## Excerpted text
▬▬▬

Skip to contents

Renders a lazy dbplyr query to SQL, derives an ADBC PostgreSQL connection from the backing RPostgres connection, and streams Arrow batches directly to a Parquet file.

Usage

tbl_to_pq(
  tbl,
  out_file,
  chunk_size = 100000L,
  metadata = NULL,
  col_types = NULL
)

Arguments

tbl

A lazy table backed by dbplyr.

out_file

Full path to the output Parquet file.

chunk_size

Number of rows written per Parquet row group. Default is 100000.

metadata

Optional named list of schema metadata to embed in the Parquet file.

col_types

Optional named list specifying Arrow type overrides. Values may be string type names (for example "int32" or "date") or Arrow DataType objects.

Value

Invisibly returns out_file.

Details

This is an experimental development path kept separate from lazy_tbl_to_pq while we evaluate the ADBC transfer route. The ADBC path opens a second PostgreSQL connection for the transfer, so the database must allow an additional concurrent connection beyond the one already backing tbl.

Examples

if (FALSE) { # \dontrun{
# Requires a PostgreSQL connection with the ADBC driver installed
con <- DBI::dbConnect(RPostgres::Postgres())
qry <- dplyr::tbl(con, DBI::Id(schema = "crsp", table = "dsi"))
tbl_to_pq(qry, "~/pq_data/crsp/dsi.parquet")
DBI::dbDisconnect(con)
} # }

▬▬▬

## Data entries

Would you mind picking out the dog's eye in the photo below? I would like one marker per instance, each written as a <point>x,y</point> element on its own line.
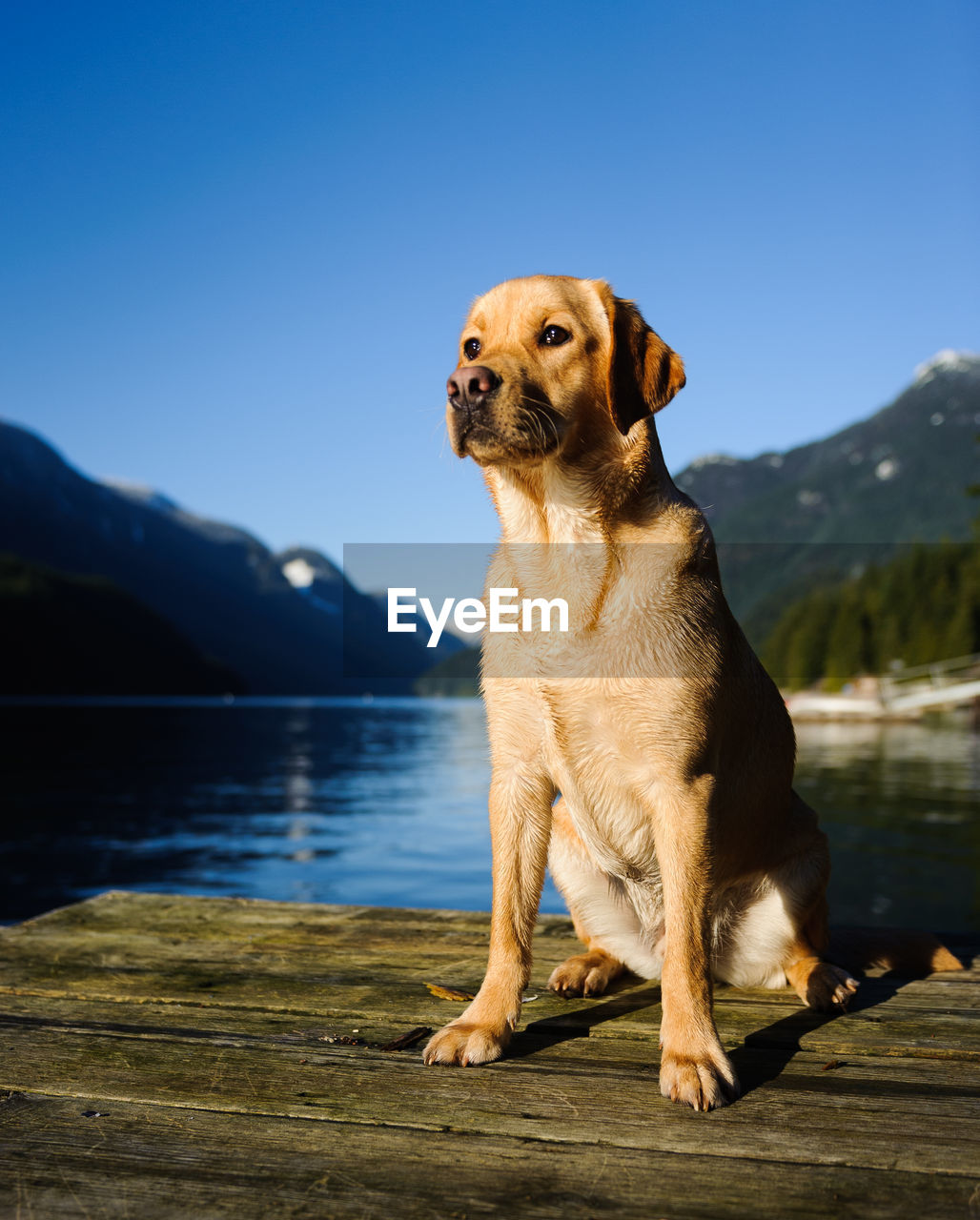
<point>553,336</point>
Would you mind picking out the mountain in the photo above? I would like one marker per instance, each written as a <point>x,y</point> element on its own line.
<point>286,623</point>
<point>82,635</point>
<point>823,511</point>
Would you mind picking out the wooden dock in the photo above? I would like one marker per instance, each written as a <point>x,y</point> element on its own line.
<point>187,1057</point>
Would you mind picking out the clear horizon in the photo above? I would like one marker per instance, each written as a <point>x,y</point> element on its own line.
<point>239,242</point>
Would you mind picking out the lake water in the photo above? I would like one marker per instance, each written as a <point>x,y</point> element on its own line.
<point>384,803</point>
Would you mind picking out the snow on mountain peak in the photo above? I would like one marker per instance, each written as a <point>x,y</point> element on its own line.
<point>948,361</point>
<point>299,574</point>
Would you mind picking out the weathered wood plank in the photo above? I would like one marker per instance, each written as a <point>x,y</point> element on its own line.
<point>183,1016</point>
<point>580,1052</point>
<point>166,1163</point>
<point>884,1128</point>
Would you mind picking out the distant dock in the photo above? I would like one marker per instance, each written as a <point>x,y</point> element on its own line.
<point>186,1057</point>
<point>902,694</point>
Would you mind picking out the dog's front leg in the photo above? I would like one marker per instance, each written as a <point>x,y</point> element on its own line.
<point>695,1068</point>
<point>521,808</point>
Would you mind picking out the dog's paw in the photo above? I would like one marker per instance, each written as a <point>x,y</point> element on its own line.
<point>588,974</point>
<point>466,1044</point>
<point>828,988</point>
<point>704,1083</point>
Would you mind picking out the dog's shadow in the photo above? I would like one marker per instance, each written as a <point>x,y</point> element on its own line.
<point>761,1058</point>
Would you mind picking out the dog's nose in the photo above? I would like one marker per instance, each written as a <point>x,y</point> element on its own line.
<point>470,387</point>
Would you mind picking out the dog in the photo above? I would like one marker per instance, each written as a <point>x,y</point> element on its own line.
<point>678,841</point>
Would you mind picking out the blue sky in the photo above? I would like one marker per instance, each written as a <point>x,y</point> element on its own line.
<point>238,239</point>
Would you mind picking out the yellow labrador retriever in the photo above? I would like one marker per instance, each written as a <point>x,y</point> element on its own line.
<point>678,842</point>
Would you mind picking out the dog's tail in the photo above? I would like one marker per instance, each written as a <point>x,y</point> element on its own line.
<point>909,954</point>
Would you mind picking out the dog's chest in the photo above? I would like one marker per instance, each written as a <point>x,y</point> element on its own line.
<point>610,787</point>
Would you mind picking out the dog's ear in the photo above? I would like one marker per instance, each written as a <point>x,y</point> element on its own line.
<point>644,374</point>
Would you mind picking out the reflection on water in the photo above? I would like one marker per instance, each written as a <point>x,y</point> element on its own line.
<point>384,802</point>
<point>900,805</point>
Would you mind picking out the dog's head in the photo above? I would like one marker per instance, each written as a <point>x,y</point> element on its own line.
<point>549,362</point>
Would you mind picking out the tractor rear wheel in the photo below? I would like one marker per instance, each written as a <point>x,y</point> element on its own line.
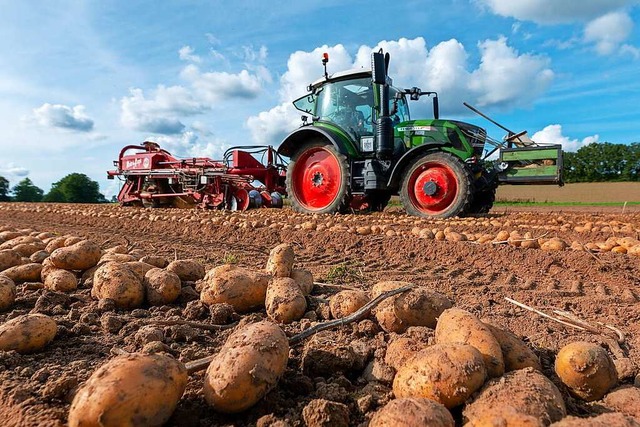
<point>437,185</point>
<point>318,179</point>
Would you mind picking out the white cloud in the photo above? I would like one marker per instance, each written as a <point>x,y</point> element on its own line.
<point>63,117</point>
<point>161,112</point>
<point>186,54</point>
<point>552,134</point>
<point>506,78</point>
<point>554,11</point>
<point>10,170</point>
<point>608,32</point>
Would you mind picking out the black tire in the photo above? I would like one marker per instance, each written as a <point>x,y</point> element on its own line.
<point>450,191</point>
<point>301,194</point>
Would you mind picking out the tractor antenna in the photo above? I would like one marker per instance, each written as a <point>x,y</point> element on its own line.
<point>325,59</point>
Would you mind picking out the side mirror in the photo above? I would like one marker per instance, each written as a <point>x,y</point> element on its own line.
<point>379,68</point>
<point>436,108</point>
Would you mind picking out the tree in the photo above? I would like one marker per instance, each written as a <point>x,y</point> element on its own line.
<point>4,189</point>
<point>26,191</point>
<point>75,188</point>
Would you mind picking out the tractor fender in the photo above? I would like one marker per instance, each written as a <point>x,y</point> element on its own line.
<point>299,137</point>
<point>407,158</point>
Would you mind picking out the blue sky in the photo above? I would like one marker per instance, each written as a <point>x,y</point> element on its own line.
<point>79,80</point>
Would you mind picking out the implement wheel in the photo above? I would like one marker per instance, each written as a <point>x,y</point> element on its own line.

▬▬▬

## Direction 1
Name every argument that the tbl_to_pq documentation lists for the function.
## Direction 2
Reproduce word for word the passage of the tbl_to_pq documentation starting with "A lazy table" and going on through "the Parquet file.".
The items play no part in this exercise.

## Response 1
tbl, out_file, chunk_size, metadata, col_types

## Response 2
A lazy table backed by dbplyr.

out_file

Full path to the output Parquet file.

chunk_size

Number of rows written per Parquet row group. Default is 100000.

metadata

Optional named list of schema metadata to embed in the Parquet file.